TASK DIRECTIONS:
Which lines in the material below contain the string "plant"? Show each of them in full.

SOURCE RECORDS:
## start

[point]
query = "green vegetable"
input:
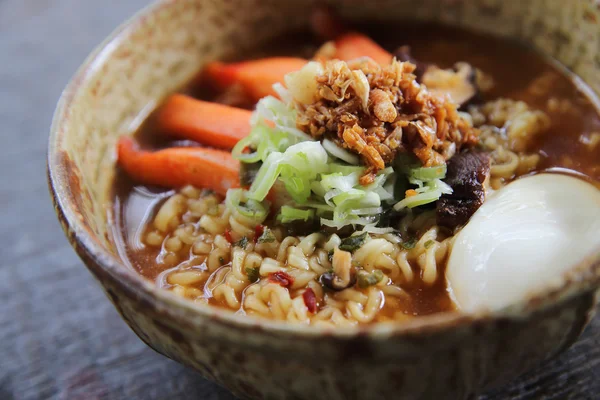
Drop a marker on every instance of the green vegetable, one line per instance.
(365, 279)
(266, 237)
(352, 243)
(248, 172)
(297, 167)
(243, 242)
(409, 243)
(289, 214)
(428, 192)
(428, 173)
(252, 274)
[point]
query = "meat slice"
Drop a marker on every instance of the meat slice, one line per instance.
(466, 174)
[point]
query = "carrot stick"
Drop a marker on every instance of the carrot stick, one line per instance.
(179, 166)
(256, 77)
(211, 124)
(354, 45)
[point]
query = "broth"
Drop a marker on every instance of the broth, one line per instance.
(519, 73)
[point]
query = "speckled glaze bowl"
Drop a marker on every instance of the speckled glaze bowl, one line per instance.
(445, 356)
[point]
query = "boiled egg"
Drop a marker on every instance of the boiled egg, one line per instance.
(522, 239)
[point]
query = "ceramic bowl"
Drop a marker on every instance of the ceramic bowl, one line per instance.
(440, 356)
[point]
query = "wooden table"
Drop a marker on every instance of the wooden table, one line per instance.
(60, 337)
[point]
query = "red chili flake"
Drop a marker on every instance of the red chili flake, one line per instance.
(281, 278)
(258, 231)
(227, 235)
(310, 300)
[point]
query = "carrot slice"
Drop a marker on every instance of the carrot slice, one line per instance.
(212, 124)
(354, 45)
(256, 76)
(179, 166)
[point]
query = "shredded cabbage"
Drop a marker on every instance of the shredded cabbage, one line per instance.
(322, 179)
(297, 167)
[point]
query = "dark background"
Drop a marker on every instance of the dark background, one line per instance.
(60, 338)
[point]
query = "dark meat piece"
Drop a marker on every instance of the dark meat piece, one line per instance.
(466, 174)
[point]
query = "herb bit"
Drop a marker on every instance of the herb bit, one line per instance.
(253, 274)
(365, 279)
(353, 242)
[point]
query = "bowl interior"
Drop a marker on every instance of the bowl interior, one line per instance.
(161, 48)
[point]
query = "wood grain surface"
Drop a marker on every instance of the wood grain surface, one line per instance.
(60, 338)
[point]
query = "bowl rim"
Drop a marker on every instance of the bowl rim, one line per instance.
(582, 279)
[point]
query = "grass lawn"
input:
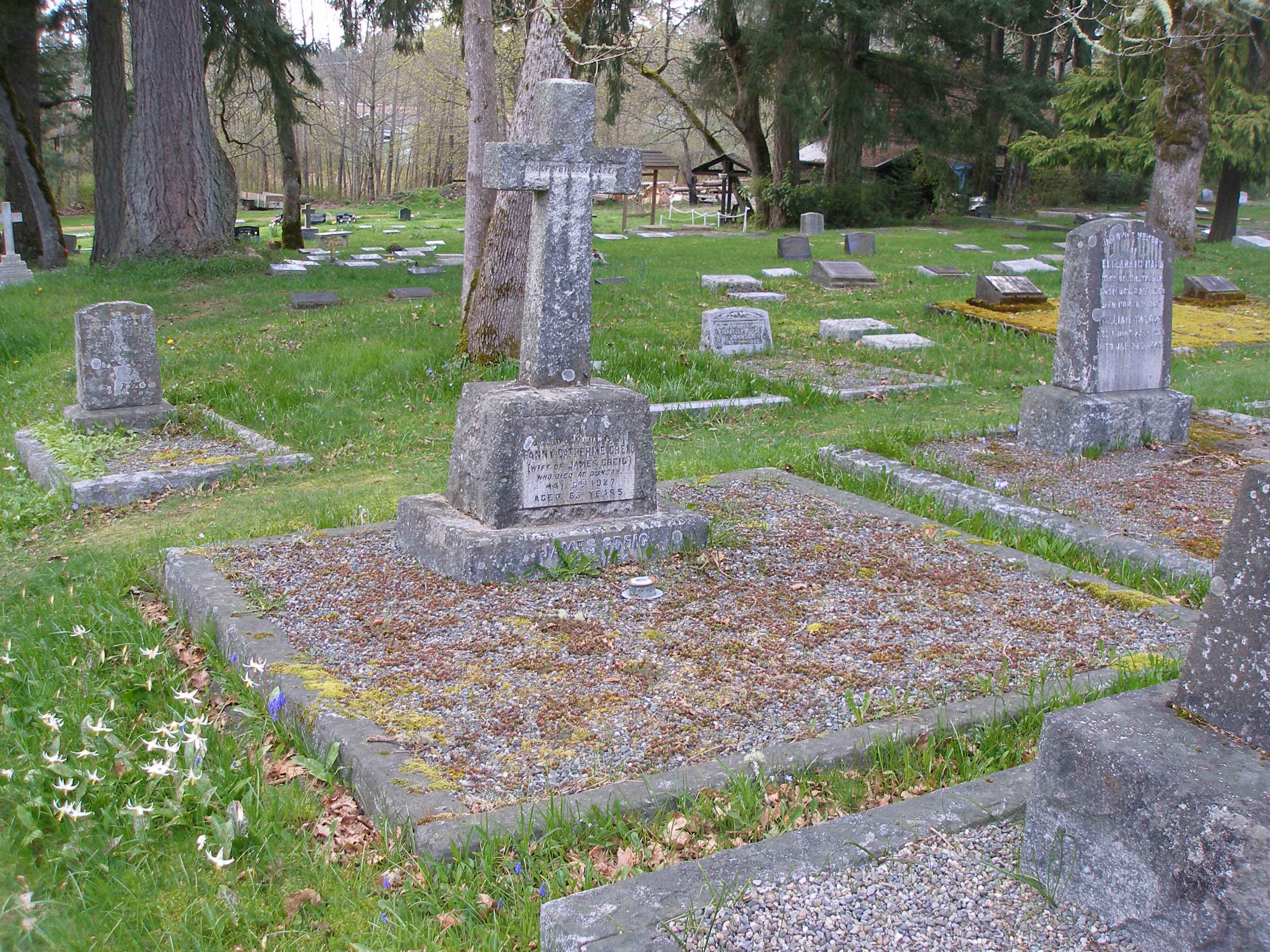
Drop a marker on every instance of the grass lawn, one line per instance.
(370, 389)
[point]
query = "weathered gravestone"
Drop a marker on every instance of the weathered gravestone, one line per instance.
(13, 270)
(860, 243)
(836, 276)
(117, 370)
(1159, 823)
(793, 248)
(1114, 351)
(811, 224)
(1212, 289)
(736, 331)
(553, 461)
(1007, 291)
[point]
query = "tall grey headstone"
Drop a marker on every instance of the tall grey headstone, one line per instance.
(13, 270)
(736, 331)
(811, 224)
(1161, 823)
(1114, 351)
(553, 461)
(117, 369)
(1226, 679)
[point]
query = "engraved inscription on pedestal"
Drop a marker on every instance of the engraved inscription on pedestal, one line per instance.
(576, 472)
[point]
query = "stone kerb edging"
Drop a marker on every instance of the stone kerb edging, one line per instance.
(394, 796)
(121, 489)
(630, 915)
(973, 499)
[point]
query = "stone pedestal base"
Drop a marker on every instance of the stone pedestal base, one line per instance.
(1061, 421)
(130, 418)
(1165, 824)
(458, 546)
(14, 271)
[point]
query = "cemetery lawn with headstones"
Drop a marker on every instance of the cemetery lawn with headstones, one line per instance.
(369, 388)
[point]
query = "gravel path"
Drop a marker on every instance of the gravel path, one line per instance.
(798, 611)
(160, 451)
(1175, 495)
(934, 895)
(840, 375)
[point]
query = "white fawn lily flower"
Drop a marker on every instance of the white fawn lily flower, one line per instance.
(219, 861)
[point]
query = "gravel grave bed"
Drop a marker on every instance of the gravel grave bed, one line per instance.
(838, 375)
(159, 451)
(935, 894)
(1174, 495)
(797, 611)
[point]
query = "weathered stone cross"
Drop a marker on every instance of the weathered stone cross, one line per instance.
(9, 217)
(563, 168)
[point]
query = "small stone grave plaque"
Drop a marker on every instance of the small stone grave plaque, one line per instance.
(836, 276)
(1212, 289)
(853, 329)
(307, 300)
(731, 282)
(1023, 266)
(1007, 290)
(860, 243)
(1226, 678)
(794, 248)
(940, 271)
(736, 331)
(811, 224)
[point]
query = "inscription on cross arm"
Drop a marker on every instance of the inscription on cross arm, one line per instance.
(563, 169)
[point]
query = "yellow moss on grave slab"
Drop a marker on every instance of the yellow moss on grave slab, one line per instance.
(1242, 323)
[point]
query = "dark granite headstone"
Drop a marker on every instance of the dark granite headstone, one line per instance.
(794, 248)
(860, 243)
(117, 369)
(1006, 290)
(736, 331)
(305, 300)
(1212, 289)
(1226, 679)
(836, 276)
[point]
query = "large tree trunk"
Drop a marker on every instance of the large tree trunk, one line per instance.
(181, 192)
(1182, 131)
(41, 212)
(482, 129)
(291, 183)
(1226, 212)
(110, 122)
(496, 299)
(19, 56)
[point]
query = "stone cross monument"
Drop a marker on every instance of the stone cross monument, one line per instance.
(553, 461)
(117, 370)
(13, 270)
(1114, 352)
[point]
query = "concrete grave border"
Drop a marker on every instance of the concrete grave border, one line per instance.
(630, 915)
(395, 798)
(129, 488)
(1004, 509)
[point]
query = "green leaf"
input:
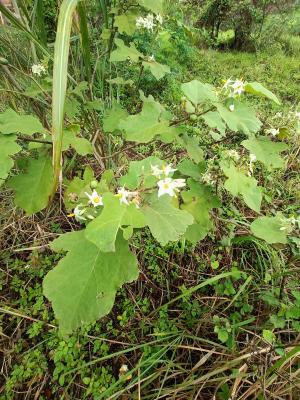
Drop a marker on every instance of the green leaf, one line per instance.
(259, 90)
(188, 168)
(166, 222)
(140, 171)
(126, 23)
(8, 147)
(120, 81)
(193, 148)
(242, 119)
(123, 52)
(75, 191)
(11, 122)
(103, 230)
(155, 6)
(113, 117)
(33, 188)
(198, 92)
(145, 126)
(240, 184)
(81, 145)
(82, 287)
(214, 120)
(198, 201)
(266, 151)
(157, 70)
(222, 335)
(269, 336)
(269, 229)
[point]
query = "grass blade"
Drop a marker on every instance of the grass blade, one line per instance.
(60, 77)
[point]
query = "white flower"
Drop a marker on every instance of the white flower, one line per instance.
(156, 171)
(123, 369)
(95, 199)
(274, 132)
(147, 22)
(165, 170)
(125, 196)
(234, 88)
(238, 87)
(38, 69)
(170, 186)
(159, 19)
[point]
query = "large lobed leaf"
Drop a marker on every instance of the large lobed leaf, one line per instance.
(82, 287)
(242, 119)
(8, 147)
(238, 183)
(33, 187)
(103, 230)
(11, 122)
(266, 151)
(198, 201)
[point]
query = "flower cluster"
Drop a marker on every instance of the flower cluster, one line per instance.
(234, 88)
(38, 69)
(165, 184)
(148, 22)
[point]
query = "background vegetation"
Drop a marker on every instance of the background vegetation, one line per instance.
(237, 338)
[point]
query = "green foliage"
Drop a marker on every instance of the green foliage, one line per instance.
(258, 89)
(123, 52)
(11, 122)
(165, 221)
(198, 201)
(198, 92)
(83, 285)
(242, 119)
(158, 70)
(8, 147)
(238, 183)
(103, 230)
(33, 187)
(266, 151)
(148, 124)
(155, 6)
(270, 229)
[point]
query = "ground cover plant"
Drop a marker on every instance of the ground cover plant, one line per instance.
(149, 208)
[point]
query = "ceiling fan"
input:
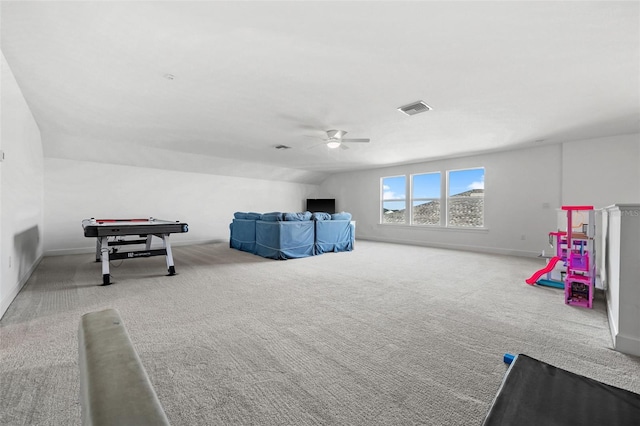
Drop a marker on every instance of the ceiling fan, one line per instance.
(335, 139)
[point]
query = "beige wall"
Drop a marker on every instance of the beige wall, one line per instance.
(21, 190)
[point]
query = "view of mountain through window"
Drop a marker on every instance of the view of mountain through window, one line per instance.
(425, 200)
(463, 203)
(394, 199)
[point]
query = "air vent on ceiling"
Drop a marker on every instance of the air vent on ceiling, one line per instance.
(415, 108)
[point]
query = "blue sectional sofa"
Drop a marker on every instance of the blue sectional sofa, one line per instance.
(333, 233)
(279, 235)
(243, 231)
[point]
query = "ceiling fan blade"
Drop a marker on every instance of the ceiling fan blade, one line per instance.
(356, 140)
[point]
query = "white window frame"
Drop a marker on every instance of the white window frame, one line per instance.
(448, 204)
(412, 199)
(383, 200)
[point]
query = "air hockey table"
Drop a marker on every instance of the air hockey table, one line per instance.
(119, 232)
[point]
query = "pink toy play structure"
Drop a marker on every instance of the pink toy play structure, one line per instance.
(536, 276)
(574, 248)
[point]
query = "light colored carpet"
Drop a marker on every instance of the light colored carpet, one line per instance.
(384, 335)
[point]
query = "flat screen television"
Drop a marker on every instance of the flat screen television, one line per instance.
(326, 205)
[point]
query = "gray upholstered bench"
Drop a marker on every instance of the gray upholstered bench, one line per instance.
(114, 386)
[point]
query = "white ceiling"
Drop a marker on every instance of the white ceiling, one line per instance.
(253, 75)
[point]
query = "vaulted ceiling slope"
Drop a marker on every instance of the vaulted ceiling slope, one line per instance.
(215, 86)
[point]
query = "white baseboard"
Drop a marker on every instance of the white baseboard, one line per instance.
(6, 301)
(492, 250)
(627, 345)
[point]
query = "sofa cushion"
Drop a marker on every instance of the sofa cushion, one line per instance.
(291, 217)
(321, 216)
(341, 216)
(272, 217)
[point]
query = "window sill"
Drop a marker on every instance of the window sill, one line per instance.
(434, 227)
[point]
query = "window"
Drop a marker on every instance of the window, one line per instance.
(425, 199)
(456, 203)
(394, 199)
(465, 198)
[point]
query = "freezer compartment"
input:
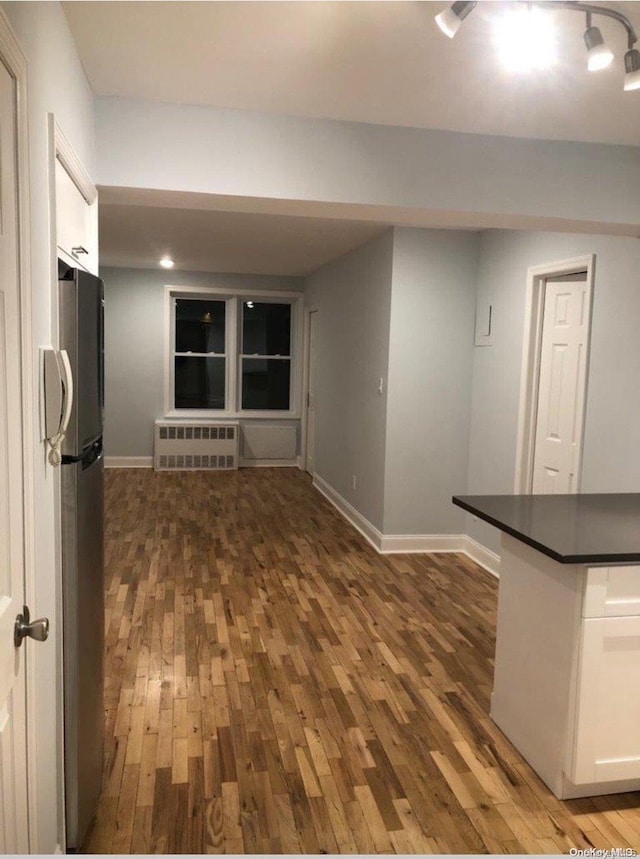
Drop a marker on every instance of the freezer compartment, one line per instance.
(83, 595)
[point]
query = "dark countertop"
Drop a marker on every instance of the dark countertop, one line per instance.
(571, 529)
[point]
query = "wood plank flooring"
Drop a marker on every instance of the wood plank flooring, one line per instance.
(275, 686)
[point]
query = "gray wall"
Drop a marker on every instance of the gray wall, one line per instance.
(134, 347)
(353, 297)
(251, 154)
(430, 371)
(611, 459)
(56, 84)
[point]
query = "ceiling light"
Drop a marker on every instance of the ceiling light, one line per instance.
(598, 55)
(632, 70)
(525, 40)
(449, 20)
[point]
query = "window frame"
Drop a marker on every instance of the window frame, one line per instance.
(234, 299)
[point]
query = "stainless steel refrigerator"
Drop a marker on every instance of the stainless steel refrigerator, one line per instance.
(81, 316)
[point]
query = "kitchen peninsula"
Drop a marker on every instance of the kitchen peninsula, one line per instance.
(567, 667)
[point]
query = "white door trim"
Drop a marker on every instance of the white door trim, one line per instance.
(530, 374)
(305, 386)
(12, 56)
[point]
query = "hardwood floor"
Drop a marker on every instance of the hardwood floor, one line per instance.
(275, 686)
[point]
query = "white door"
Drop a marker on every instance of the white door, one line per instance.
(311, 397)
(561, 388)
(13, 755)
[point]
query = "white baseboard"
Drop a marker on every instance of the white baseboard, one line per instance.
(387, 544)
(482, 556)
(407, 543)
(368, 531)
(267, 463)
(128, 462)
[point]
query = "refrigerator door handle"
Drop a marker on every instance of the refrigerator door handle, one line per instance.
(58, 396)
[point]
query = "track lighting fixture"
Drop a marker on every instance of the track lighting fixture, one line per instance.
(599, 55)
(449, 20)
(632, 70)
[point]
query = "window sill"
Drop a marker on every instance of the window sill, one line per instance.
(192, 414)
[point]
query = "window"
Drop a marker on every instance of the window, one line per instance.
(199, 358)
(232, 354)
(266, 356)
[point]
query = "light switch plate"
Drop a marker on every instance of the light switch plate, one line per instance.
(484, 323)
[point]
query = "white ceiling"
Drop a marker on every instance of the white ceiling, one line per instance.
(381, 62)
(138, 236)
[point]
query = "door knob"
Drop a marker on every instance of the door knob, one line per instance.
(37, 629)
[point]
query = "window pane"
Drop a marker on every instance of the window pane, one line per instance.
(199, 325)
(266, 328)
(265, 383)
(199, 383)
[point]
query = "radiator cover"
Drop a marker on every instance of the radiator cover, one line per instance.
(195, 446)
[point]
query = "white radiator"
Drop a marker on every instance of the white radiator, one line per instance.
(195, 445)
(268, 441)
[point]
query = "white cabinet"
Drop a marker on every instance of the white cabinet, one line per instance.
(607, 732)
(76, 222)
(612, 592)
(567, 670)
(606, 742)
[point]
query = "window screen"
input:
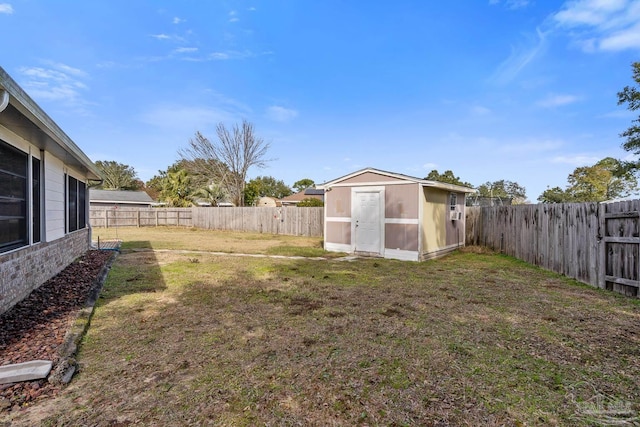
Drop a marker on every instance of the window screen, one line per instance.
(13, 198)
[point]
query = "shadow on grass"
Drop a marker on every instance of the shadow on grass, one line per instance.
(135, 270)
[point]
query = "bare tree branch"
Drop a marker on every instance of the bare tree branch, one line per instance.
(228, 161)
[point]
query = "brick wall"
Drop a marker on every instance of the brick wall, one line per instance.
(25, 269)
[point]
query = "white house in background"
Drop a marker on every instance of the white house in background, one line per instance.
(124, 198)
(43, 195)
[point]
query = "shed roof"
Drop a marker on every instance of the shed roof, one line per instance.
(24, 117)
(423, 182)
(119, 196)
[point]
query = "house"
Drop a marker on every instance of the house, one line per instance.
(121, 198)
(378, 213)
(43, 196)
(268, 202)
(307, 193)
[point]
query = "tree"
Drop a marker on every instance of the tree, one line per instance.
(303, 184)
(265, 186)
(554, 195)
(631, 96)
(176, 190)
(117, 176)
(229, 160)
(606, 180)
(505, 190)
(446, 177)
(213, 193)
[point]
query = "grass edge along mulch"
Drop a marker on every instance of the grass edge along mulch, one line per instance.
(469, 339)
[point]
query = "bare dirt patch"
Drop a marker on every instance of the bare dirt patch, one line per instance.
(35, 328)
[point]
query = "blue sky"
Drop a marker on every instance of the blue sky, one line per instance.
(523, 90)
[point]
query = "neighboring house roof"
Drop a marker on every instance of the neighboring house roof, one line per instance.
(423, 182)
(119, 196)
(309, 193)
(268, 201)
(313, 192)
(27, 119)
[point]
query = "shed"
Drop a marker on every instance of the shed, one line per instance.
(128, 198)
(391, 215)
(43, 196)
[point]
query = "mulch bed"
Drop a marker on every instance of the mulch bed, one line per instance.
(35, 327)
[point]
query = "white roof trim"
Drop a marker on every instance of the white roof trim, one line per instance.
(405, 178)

## end

TASK SOLUTION:
query = "ground cover plant"
Drop a marker on every instance of the ground cover plant, one line per instance.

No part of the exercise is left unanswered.